=== Task to carry out ===
Translate this sentence from the MNIST data-loading code below into Spanish: "We use the serialized and zipped copy of the MNIST data available at Michael Nielson's repository"

== Excerpt provided ==

Imports


In [1]:
import numpy as np # For matrix/vector operations
import gzip        # For un-zipping the MNIST data
import pickle      # For de-serializing the MNIST data
import matplotlib.pyplot as pyplot # For graphing

Import MNIST Data


In [2]:
"""
We use the serialized and zipped copy of the MNIST data available at Michael Nielson's 
repository:
https://github.com/mnielsen/neural-networks-and-deep-learning
"""
# Unzip the MNIST Data
with gzip.open('mnist.pkl.gz', 'rb') as f:
    # Unpickle (de-serialize) the
    mnist_data = pickle.load(f, encoding='bytes');
    
"""
mnist_data = 3-tuple containing (mnist_training, mnist_validation, mnist_testing)
    mnist_training = 2-tuple containing (training_data, training_labels)
        training_data = [50,000, 784] ndarray of data for each training example
        training_labels = [50,000] ndarray of labels for the training_data
    mnist_validation = 2-tuple containing (validation_data, validation_labels)
        validation_data = [10,000, 784] ndarray of data for each validation image
        validation_labels = [10,000] ndarray of labels for the training_data
    mnist_testing = 2-tuple containing (testing_data, testing_labels)
        testing_data = [10,000, 784] ndarray of data for each testing image
        testing_labels = [10,000] ndarray of labels for testing data
"""    
training_data = mnist_data[0][0];
training_labels = mnist_data[0][1];
validation_data = mnist_data[1][0];
validation_labels = mnist_data[1][1];
testing_data = mnist_data[2][0];
testing_labels = mnist_data[2][1];
# Concatenate lables to end of each training example to work with the implementation
# of the train() function
# Now training_examples, validation_examples, and testing_examples are all 
# [50,000, 785] or [10,000, 785] arrays where the last column contains the labels
training_examples = np.column_stack((training_data, training_labels));
validation_examples = np.column_stack((validation_data, validation_labels));
testing_examples = np.column_stack((testing_data, testing_labels));

Network Class


In [3]:
"""

===
== Dataset records ==

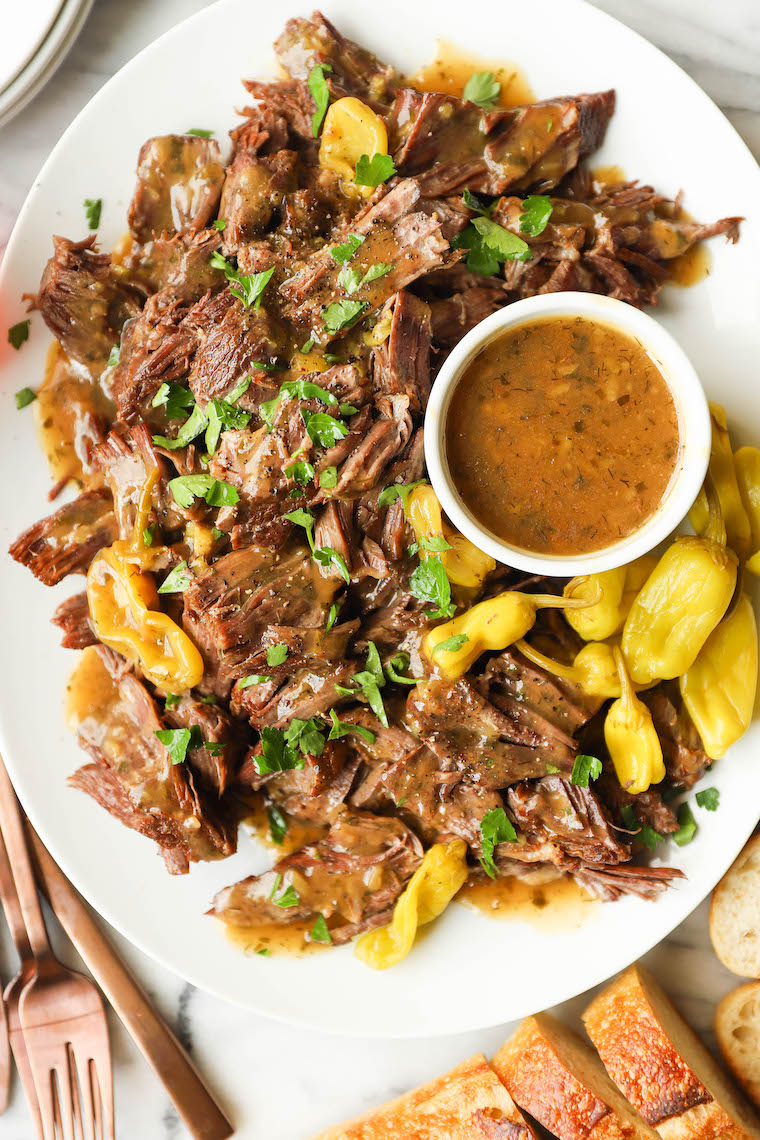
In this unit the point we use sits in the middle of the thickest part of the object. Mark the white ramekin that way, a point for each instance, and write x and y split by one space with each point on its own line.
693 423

===
== Dataset records ==

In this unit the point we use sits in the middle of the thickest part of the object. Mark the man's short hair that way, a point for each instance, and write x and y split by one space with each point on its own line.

===
== Dataset records ==

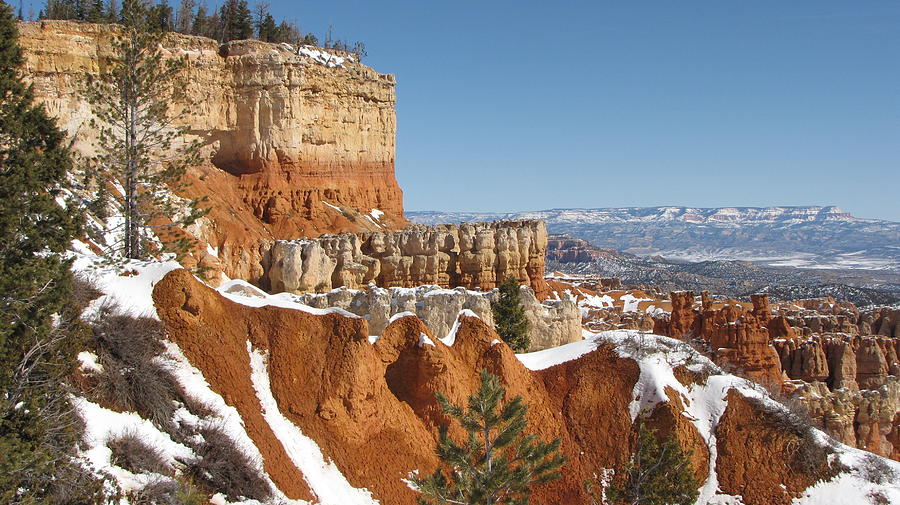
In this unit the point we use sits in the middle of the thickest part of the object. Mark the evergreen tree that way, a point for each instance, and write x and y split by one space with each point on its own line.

===

=== Problem solution ===
Usamos la copia serializada y comprimida de los datos de MNIST disponible en el repositorio de Michael Nielson